### Goal:
Copy every one of the records below line for line, changing nothing.

### Extracted data:
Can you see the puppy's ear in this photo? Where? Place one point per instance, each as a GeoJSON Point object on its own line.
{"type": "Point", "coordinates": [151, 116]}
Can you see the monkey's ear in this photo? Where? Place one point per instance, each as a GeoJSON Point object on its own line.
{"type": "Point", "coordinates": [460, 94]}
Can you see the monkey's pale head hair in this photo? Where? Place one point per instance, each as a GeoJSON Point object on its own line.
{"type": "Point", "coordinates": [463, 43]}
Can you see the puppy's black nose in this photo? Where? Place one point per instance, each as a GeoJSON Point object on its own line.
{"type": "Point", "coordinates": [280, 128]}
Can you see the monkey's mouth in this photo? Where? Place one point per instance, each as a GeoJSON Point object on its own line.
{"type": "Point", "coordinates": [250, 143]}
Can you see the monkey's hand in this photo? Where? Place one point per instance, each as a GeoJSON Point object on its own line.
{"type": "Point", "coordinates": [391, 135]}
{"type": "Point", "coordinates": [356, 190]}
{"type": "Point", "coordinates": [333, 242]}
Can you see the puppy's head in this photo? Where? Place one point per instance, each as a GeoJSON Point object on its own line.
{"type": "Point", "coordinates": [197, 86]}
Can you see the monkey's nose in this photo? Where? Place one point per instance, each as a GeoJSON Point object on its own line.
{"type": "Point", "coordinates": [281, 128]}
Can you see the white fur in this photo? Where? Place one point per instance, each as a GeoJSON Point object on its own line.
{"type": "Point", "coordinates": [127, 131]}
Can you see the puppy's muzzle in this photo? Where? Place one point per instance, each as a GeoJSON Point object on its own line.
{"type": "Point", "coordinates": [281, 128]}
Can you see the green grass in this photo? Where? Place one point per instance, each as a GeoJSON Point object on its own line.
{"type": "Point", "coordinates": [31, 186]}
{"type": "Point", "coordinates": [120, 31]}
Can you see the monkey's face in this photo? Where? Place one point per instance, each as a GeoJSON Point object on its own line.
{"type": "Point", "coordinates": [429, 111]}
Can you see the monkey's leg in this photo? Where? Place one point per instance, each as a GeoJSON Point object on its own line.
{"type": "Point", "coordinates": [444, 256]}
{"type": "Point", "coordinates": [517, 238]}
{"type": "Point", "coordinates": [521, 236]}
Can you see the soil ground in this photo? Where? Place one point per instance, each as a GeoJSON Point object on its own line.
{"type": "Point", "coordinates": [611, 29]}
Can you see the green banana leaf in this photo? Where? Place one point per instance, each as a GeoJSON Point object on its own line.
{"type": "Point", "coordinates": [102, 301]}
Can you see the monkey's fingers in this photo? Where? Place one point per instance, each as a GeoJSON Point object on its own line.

### Written solution:
Can you see the puppy's ear in this photo? Where? Place one point per instance, each as a GeoJSON Point object on its own line.
{"type": "Point", "coordinates": [151, 116]}
Can you see the monkey's ear in this photo? Where? Place one point per instance, each as a GeoJSON Point object on its own line.
{"type": "Point", "coordinates": [460, 94]}
Can you see the monkey's pale head hair in this photo? Where? Place one point per instance, each as a GeoJSON Point object on its own line.
{"type": "Point", "coordinates": [463, 43]}
Can you see the puppy's black nose in this photo? Where? Place one point per instance, each as a GeoJSON Point object on its own line.
{"type": "Point", "coordinates": [280, 128]}
Can you see the monkey's mouth in this photo? Where? Place one point per instance, each as a GeoJSON Point object on its own line.
{"type": "Point", "coordinates": [250, 143]}
Can you see the monkey's hand in this photo? Where? Place one point per instance, each as a GeoJSON Point object on its own line.
{"type": "Point", "coordinates": [391, 135]}
{"type": "Point", "coordinates": [356, 190]}
{"type": "Point", "coordinates": [333, 242]}
Can you see the puppy's head in this photo? Where? Place one point per instance, each as a GeoJSON Point object on its own line.
{"type": "Point", "coordinates": [197, 86]}
Can you see the monkey's nose in this photo? Where? Place one point per instance, each as a GeoJSON Point object on its own line.
{"type": "Point", "coordinates": [281, 128]}
Can you see the white fur in this photo? Where? Place one point per instance, each as a GeoJSON Point object on its own line.
{"type": "Point", "coordinates": [127, 131]}
Can you see the puppy's muzzle in this photo? Where? Place one point per instance, each as a GeoJSON Point object on its own line.
{"type": "Point", "coordinates": [281, 128]}
Can you see the green grass in this photo? Where? Place one point per instance, each as a GeoJSON Point object on its own line.
{"type": "Point", "coordinates": [31, 186]}
{"type": "Point", "coordinates": [120, 31]}
Can you see the monkey's face in this photo? Where? Place one point per instance, each as a GeoJSON Point object on its own line.
{"type": "Point", "coordinates": [429, 111]}
Can you see the monkey's leg in this photo? Where? Place one point per instance, each as a GeoJSON Point object on its own line.
{"type": "Point", "coordinates": [444, 256]}
{"type": "Point", "coordinates": [517, 238]}
{"type": "Point", "coordinates": [521, 236]}
Can you see the soil ground in this photo? Where? Place one point per instance, each as a GeoJSON Point object on its own line.
{"type": "Point", "coordinates": [611, 29]}
Can you see the green banana leaf in this photo? Where? Place one point per instance, each as a GeoJSON Point object on its own line.
{"type": "Point", "coordinates": [102, 301]}
Can you see the monkey's fingers in this photo? Where? Place one point per instance, each as a GeoJSON Point object on its own line.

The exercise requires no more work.